● WHAT TO PRODUCE:
Without skipping any entry, transcribe the data word for word.

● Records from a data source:
%%

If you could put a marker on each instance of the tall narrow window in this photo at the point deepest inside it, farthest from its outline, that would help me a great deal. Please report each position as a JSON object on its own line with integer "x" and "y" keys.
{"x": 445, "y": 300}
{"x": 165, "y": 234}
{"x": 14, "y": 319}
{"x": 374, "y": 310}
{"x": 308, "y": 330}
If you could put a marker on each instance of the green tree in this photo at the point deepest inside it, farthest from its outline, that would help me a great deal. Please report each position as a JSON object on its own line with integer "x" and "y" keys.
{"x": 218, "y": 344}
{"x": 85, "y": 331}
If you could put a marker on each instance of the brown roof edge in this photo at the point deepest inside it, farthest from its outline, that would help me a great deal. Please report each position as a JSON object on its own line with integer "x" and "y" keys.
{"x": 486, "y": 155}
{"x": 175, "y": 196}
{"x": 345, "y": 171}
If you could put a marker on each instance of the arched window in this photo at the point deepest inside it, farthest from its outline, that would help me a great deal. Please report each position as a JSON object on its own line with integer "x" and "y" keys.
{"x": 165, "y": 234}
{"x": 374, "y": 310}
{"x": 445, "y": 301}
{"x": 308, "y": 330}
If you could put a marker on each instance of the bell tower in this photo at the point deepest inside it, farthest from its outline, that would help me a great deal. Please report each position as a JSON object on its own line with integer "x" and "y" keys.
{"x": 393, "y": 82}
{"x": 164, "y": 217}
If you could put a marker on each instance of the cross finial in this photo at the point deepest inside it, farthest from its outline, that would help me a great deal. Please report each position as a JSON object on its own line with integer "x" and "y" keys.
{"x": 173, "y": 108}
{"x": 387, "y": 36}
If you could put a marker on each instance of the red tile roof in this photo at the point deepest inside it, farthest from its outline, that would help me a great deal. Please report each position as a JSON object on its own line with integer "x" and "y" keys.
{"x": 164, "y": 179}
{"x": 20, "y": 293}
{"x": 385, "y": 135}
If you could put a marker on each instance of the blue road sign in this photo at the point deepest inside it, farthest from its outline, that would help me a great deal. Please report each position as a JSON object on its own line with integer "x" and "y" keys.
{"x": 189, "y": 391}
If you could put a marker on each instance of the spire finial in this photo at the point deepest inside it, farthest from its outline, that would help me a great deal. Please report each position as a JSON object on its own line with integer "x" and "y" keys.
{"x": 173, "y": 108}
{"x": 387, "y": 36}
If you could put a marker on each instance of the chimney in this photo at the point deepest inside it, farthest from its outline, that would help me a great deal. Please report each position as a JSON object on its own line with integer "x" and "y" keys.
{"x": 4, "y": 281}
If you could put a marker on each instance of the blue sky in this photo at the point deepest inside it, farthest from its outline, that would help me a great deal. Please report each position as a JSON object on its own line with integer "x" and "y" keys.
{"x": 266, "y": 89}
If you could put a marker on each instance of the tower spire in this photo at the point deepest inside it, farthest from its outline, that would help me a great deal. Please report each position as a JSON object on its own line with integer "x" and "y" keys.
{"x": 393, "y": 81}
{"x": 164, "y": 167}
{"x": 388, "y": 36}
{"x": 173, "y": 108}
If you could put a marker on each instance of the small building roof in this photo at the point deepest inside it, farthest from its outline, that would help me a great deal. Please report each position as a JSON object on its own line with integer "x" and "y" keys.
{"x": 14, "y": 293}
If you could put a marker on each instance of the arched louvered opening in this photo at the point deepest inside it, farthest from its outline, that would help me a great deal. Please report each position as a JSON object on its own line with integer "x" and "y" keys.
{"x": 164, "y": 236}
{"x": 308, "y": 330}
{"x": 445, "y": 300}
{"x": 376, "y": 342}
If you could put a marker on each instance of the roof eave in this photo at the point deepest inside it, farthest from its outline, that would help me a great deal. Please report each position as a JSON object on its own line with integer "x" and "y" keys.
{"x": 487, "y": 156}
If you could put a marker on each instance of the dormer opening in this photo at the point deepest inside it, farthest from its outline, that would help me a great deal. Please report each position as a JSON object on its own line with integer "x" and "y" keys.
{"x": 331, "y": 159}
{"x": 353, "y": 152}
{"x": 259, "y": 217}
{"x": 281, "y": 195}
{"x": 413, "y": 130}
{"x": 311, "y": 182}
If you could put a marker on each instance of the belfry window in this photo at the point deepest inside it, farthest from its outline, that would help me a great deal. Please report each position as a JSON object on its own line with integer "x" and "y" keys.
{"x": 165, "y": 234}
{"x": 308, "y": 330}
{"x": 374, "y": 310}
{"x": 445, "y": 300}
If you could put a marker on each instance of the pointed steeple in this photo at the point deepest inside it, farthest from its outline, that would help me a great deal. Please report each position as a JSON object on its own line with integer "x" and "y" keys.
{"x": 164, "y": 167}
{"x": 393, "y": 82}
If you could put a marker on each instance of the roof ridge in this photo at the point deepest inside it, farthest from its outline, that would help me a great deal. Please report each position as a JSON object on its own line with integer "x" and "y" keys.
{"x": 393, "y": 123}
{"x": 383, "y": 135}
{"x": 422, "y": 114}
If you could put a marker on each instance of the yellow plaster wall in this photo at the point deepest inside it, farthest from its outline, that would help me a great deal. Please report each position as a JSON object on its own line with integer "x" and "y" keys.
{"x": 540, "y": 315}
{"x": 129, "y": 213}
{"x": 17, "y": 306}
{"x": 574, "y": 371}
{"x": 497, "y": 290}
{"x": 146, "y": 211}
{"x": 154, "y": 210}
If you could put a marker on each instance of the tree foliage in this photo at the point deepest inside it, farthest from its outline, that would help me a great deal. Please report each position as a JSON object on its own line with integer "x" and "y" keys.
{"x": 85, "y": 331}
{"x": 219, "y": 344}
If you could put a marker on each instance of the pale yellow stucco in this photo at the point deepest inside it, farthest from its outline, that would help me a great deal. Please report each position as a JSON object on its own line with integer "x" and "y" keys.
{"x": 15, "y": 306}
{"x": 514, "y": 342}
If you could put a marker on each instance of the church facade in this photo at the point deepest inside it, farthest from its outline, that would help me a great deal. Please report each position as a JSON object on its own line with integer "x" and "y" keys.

%%

● RESULT FOR THIS TASK:
If you could put a marker on each instance of the tall narrow window in this photo at the point deepest inside it, farthest from its outline, that would help me a great deal. Please report each position as a JSON object on its own line with integer "x" and "y" keys.
{"x": 445, "y": 300}
{"x": 165, "y": 234}
{"x": 14, "y": 319}
{"x": 374, "y": 310}
{"x": 308, "y": 330}
If you could put a marker on each instance of the green tree in this photo at the point deepest inside it, farthest from its outline, that would help me a great deal. Please report each position as a JSON object on its own line with integer "x" and "y" keys.
{"x": 218, "y": 344}
{"x": 85, "y": 331}
If you could put a marker on each instance of the brown roof edge in this photo at the point deepest inside it, farthest from its outline, that would help me a great deal. Please report each position as a JSON object on its own line with integer "x" and "y" keys.
{"x": 486, "y": 155}
{"x": 175, "y": 196}
{"x": 345, "y": 171}
If you could put a marker on each instance of the arched window in this photo at the point deepest inside it, farthest from its outline, that would help me a great deal. Please report each position as a JSON object on its own line with integer "x" and "y" keys.
{"x": 165, "y": 234}
{"x": 374, "y": 310}
{"x": 445, "y": 301}
{"x": 308, "y": 330}
If you could put a marker on each instance of the bell tower in this photo at the point deepest inside it, farthest from its outline, that would help me a great deal. Please report each position as a JSON object on its own line with integer "x" and "y" keys.
{"x": 393, "y": 82}
{"x": 164, "y": 217}
If you could put a marker on each instance of the cross finial in this photo at the point deepest inside it, farthest from its outline, that would help me a great deal. Please report each position as a JSON object on its own line with integer "x" and "y" keys.
{"x": 173, "y": 108}
{"x": 387, "y": 36}
If you could put a marker on each instance of the red tile roof in this photo at the point deepest inside it, farthest from its outline, that would help me a great deal. Please report each position as a JSON object on its own line with integer "x" and "y" keys.
{"x": 164, "y": 179}
{"x": 20, "y": 293}
{"x": 385, "y": 135}
If you could put a marker on each instance of the blue road sign in this photo at the point deepest inside it, farthest from its outline, that would help me a great deal. Please report each position as a JSON object on its own line with integer "x" and "y" keys.
{"x": 189, "y": 391}
If you could put a marker on each instance of the spire finial in this photo at the point deepest inside it, farthest from its outline, that would help me a great deal. Please report each position as a JSON object on its own line with integer "x" and "y" keys.
{"x": 173, "y": 108}
{"x": 387, "y": 36}
If you could put a marker on each instance of the chimney in this photo at the point deepest inside it, farthest from its outline, that would help me a great deal. Please report each position as a JSON object on its own line with integer "x" and "y" keys.
{"x": 4, "y": 281}
If you could put a marker on each instance of the blue sky in this photo at the point deepest inside it, farthest from its outline, that would help me a great deal. Please report each position as a JSON object on its own line with integer "x" and "y" keys.
{"x": 266, "y": 89}
If you could put a marker on each instance of the tower spire in this photo at the point deepest inside it, farthest from its outline, that would help me a great deal. Please report each position as a JSON object on its own line with integer "x" and "y" keys.
{"x": 393, "y": 81}
{"x": 164, "y": 167}
{"x": 388, "y": 36}
{"x": 173, "y": 108}
If you could put a marker on each instance of the small building roof in this photo at the point deepest inside it, farthest from its outline, that would help me a great deal. Please report each position as a JSON object on its own line with integer "x" and "y" keys.
{"x": 14, "y": 293}
If you could put a marker on each instance of the arched louvered opening in this photo at the point deepest inside it, farthest from its outline, that would help me a great deal. Please report each position as a JSON object on its own line with integer "x" and "y" keys.
{"x": 164, "y": 236}
{"x": 308, "y": 330}
{"x": 445, "y": 300}
{"x": 376, "y": 342}
If you could put a marker on each instance of the roof eave in this photo at the point deepest inside it, farthest from its outline, that would help me a great deal. Please report each position as a JSON object on its own line with integer "x" and "y" keys.
{"x": 487, "y": 156}
If you could put a marker on each instance of the dormer opening in this photo at the point deepest inside it, farthest from its outline, that would help me a great deal. Please report each position as a JSON object on its own line with integer "x" and "y" keys.
{"x": 331, "y": 159}
{"x": 353, "y": 152}
{"x": 259, "y": 217}
{"x": 281, "y": 195}
{"x": 413, "y": 130}
{"x": 311, "y": 182}
If you could put a marker on each instance of the belfry window in this photo at the point deepest inside it, farthest from its outline, that would help me a great deal. Please report each position as a JSON object on its own line with integer "x" and "y" keys.
{"x": 165, "y": 234}
{"x": 308, "y": 330}
{"x": 374, "y": 310}
{"x": 445, "y": 300}
If you could put a marker on each instance of the pointed steeple in this photo at the point deepest inside it, farthest from its outline, that would help me a great deal. Please report each position as a JSON object on its own line with integer "x" and "y" keys.
{"x": 164, "y": 167}
{"x": 393, "y": 82}
If you could put a marker on each instance of the roof ridge in this photo at the point deepest inside it, farthest from its outline, that would help me a great deal. Please report each position as a JSON object on its own line with integer "x" and "y" keys.
{"x": 393, "y": 123}
{"x": 383, "y": 135}
{"x": 422, "y": 114}
If you could put a marker on each instance of the yellow plaster wall in this photo at the point deepest inside it, farthest from its outline, that would help me a great deal. Please report each position as a JSON object on its own line with integer "x" and "y" keys.
{"x": 540, "y": 315}
{"x": 129, "y": 213}
{"x": 17, "y": 306}
{"x": 574, "y": 371}
{"x": 497, "y": 290}
{"x": 146, "y": 211}
{"x": 154, "y": 210}
If you could put a marker on each instance of the tree foliage in this photo at the point deepest inside it, farthest from its outline, that would help me a great deal. Please report each position as a JSON object on its own line with integer "x" and "y" keys.
{"x": 85, "y": 331}
{"x": 219, "y": 344}
If you could put a marker on each instance of the pale yellow stucco in this photo at the point deepest inside it, farthest from its outline, that would help me a great deal. Please report each position as a JSON object on its own line with integer "x" and "y" keys.
{"x": 15, "y": 306}
{"x": 514, "y": 342}
If you could put a marker on each instance of the church facade in this photo at the point deepest inside it, farthest from its outline, that would help me a great deal. Please report each position as a JSON object on its own line with integer "x" and "y" keys.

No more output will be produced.